> [Short problem]: In the records below, report each line where the word "jacket" appears, with uppercase and lowercase letters counted as distinct.

> [Dataset rows]:
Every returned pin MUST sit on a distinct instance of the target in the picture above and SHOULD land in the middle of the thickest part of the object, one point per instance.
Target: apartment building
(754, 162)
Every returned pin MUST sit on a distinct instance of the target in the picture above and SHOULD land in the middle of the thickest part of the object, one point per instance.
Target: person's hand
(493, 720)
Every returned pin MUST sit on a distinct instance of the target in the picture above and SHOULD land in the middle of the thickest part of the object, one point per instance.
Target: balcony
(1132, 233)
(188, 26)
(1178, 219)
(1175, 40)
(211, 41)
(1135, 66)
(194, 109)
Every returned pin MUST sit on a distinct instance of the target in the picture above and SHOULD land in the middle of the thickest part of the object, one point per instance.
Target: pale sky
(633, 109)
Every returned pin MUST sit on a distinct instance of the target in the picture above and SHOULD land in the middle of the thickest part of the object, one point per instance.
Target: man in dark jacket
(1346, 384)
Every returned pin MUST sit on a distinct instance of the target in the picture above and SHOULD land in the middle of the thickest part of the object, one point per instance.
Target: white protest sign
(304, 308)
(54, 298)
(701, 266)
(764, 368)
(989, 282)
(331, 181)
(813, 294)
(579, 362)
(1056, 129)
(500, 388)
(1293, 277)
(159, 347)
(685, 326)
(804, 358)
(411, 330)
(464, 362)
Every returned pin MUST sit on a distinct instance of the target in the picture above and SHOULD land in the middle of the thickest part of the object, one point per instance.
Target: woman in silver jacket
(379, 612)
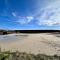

> [Full solution]:
Target: man in dark jacket
Target: woman in silver jacket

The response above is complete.